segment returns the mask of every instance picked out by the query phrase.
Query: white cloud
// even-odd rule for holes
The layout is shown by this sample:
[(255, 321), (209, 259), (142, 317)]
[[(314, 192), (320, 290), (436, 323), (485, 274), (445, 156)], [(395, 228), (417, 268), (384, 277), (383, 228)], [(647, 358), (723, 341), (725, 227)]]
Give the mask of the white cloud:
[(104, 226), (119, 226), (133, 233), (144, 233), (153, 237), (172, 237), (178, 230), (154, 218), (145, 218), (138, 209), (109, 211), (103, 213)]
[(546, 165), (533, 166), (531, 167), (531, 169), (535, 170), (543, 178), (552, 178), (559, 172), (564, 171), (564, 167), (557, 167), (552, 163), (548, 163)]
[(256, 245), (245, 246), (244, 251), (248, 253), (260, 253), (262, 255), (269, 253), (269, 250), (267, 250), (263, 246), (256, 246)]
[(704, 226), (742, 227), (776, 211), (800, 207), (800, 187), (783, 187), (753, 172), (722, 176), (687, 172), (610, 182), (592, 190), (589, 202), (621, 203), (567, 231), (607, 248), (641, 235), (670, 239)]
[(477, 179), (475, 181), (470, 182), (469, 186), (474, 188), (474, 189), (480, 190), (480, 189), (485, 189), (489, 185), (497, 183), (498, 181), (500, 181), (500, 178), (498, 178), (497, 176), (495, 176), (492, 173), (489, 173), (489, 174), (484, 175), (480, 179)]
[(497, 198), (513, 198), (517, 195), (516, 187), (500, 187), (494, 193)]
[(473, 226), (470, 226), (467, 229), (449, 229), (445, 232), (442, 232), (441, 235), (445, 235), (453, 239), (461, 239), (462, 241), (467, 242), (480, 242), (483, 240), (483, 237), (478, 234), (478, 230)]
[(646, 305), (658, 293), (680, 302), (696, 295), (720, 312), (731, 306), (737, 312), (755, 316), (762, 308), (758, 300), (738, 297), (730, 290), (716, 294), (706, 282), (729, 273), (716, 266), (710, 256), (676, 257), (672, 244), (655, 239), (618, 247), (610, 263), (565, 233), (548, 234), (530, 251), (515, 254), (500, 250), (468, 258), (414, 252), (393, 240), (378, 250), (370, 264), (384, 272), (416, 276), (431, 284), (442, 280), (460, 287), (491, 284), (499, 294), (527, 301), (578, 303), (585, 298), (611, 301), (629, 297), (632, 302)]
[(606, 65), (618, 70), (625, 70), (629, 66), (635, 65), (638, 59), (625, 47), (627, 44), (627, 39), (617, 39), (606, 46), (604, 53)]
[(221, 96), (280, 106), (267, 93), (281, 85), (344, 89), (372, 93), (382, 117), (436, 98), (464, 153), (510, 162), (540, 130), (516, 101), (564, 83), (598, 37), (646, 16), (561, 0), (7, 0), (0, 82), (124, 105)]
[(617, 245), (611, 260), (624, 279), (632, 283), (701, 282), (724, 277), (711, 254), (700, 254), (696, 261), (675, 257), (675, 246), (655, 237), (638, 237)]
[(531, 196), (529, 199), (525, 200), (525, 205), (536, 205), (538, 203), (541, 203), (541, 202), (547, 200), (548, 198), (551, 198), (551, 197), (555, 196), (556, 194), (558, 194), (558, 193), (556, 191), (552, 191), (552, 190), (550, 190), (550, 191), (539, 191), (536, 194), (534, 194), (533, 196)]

-- -- --

The exercise: Reproduce the records above in full, substituting "dark cloud" for each occurrence of "white cloud" and leaving everything else unchanged.

Exercise output:
segment returns the mask of every instance picked out by the query phrase.
Query: dark cloud
// even-odd rule for holes
The layout is shown by this sample:
[(255, 321), (209, 259), (142, 317)]
[[(314, 192), (320, 290), (436, 323), (485, 274), (445, 156)], [(395, 228), (417, 268), (384, 277), (383, 228)], [(647, 358), (723, 341), (725, 227)]]
Give the mask of the dark cloud:
[(104, 226), (119, 226), (133, 233), (144, 233), (153, 237), (172, 237), (178, 230), (154, 218), (145, 218), (138, 209), (109, 211), (103, 213)]
[(546, 165), (533, 166), (531, 167), (531, 169), (535, 170), (543, 178), (552, 178), (559, 172), (564, 171), (564, 167), (557, 167), (552, 163), (548, 163)]
[(256, 245), (245, 246), (244, 251), (248, 253), (260, 253), (262, 255), (269, 253), (269, 250), (267, 250), (263, 246), (256, 246)]
[(704, 226), (742, 227), (776, 211), (800, 207), (800, 187), (783, 187), (753, 172), (722, 176), (687, 172), (610, 182), (592, 190), (589, 202), (621, 203), (567, 231), (607, 248), (641, 235), (670, 239)]
[(477, 179), (475, 181), (470, 182), (469, 186), (474, 188), (474, 189), (480, 190), (480, 189), (485, 189), (489, 185), (497, 183), (498, 181), (500, 181), (500, 178), (498, 178), (497, 176), (495, 176), (492, 173), (489, 173), (489, 174), (484, 175), (480, 179)]
[(497, 198), (513, 198), (517, 195), (516, 187), (500, 187), (494, 193)]
[(473, 226), (470, 226), (467, 229), (449, 229), (445, 232), (442, 232), (441, 235), (445, 235), (453, 239), (461, 239), (462, 241), (467, 242), (480, 242), (483, 240), (483, 237), (478, 234), (478, 230)]
[(646, 305), (658, 293), (680, 302), (696, 295), (720, 312), (731, 306), (737, 312), (755, 316), (762, 308), (758, 300), (738, 297), (730, 290), (716, 294), (706, 282), (729, 273), (716, 266), (710, 256), (676, 257), (672, 244), (655, 239), (618, 247), (610, 263), (565, 233), (548, 234), (530, 251), (515, 254), (500, 250), (468, 258), (414, 252), (393, 240), (378, 250), (370, 264), (384, 272), (416, 276), (431, 284), (442, 280), (460, 287), (491, 284), (499, 294), (527, 301), (578, 303), (585, 298), (611, 301), (629, 297), (632, 302)]
[(606, 65), (618, 70), (625, 70), (629, 66), (635, 65), (638, 59), (625, 47), (627, 44), (627, 39), (617, 39), (606, 46), (604, 53)]
[(221, 96), (280, 106), (267, 93), (281, 85), (344, 89), (372, 93), (382, 117), (436, 98), (464, 153), (510, 162), (540, 130), (516, 101), (564, 83), (598, 37), (646, 16), (561, 0), (7, 0), (0, 82), (124, 105)]
[(617, 245), (611, 260), (624, 279), (632, 283), (701, 282), (724, 277), (711, 254), (700, 254), (696, 261), (675, 257), (675, 246), (655, 237), (638, 237)]
[(531, 196), (529, 199), (525, 200), (525, 205), (536, 205), (538, 203), (541, 203), (541, 202), (547, 200), (548, 198), (551, 198), (551, 197), (555, 196), (556, 194), (558, 194), (558, 193), (556, 191), (552, 191), (552, 190), (550, 190), (550, 191), (539, 191), (536, 194), (534, 194), (533, 196)]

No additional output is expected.